• _SET EXERCISE_
Below are some records; reproduce every one of them exactly.

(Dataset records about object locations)
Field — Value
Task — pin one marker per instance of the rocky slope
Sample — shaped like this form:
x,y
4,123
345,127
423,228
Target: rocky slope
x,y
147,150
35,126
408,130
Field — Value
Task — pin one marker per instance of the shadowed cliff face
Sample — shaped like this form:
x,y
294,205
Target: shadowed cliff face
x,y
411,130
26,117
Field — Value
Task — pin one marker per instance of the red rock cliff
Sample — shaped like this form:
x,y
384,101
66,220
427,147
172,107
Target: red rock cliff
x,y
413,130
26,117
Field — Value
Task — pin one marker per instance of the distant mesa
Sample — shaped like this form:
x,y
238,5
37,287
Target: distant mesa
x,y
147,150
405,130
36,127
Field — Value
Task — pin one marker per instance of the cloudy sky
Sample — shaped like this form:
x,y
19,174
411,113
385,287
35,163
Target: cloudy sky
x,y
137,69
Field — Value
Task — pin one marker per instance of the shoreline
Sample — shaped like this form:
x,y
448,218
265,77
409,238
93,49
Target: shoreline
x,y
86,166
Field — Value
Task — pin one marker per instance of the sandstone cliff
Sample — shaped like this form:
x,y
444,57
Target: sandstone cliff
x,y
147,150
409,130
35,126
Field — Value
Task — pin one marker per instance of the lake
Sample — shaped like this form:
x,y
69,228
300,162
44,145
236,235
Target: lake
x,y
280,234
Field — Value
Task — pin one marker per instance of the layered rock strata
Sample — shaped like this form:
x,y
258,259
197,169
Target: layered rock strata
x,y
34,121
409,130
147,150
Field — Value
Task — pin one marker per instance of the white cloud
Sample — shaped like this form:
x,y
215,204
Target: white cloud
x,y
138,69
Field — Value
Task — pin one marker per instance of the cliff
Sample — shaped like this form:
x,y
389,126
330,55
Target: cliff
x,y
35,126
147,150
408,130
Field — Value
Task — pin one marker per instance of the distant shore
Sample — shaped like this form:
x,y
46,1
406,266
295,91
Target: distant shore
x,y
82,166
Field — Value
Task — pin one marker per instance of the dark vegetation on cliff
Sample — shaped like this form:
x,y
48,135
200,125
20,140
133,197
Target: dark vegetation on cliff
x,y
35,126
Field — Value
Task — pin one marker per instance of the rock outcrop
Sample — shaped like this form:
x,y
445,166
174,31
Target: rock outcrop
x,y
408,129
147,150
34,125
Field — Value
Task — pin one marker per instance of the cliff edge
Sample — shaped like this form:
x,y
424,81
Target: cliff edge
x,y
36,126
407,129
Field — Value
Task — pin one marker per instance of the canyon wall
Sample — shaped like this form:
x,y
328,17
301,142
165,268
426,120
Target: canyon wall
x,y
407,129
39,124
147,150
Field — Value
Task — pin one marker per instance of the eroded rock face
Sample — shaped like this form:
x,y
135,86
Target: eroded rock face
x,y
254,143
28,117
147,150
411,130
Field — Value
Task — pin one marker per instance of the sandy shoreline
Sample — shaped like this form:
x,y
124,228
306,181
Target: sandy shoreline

• _OUTPUT OF THE EXERCISE_
Field — Value
Task — pin one marker per instance of the rocky slope
Sample — shaped like this form:
x,y
4,123
345,127
423,228
Target: rocky slope
x,y
147,150
35,126
408,130
Field — Value
Task — pin one marker per instance of the shadowed cliff face
Sample — shaped like this form:
x,y
294,205
Target: shadowed cliff face
x,y
411,130
26,117
Field — Value
Task — pin one marker per instance of the red rock cliff
Sample — shaped like this form:
x,y
384,101
66,220
427,147
172,107
Target: red rock cliff
x,y
413,130
26,117
Field — Value
Task — pin one marker per instance of the distant mesa
Sample — shaped like this form:
x,y
238,5
37,287
Target: distant mesa
x,y
147,150
405,130
36,127
Field — Value
Task — pin one marker per instance of the cloudy sky
Sample — shaped like this form:
x,y
19,174
411,113
385,287
35,163
Target: cloudy sky
x,y
137,69
Field — Value
Task — pin one marker per instance of the shoreline
Sample — shaped like this form:
x,y
448,218
265,77
409,238
93,49
Target: shoreline
x,y
86,166
Field — Value
Task — pin one marker per instance of the sandstone cliff
Sample — shaped like this form:
x,y
444,57
Target: sandstone cliff
x,y
147,150
409,130
35,126
Field — Value
Task — pin one marker per instance of the lake
Sample — shaped like this form:
x,y
69,228
300,162
44,145
236,235
Target: lake
x,y
280,234
Field — Value
Task — pin one marker per instance of the layered rock strata
Sample — shaped like this form:
x,y
258,259
197,169
Target: layered rock strata
x,y
34,121
409,130
147,150
Field — Value
Task — pin one marker per instance of the white cloud
Sample — shaped like this form:
x,y
215,204
Target: white cloud
x,y
138,69
Field — Value
Task — pin one marker per instance of the cliff
Sample — shaped like this form:
x,y
389,126
330,55
Target: cliff
x,y
35,126
147,150
408,130
Field — Value
Task — pin one marker per instance of the distant shore
Sample — shaped like this form:
x,y
46,1
406,266
295,91
Target: distant shore
x,y
82,166
Field — Value
Task — pin one marker per instance of the dark vegetation on cliff
Sample — shaped like this form:
x,y
48,135
200,125
20,140
133,197
Target: dark vegetation on cliff
x,y
35,126
Field — Value
Task — pin one marker per instance of the rock outcrop
Sample — shaped like this form:
x,y
445,166
174,31
Target: rock outcrop
x,y
408,129
147,150
34,125
Field — Value
Task — pin one marker per instance of the cliff edge
Sample — shaped like this form:
x,y
424,81
Target: cliff edge
x,y
36,126
407,129
Field — Value
Task — pin one marker per instance of the canyon wall
Sample — shaped like this form:
x,y
328,17
301,142
165,268
426,120
Target: canyon wall
x,y
407,129
39,124
147,150
Field — Value
Task — pin one marker per instance of the eroded rock face
Sample — shaped like this form:
x,y
135,86
Target: eroded rock face
x,y
254,143
28,117
147,150
411,130
Field — Value
Task — pin one marker per instance of the sandy shoreline
Sample — shaped like this form:
x,y
124,228
306,181
Target: sandy shoreline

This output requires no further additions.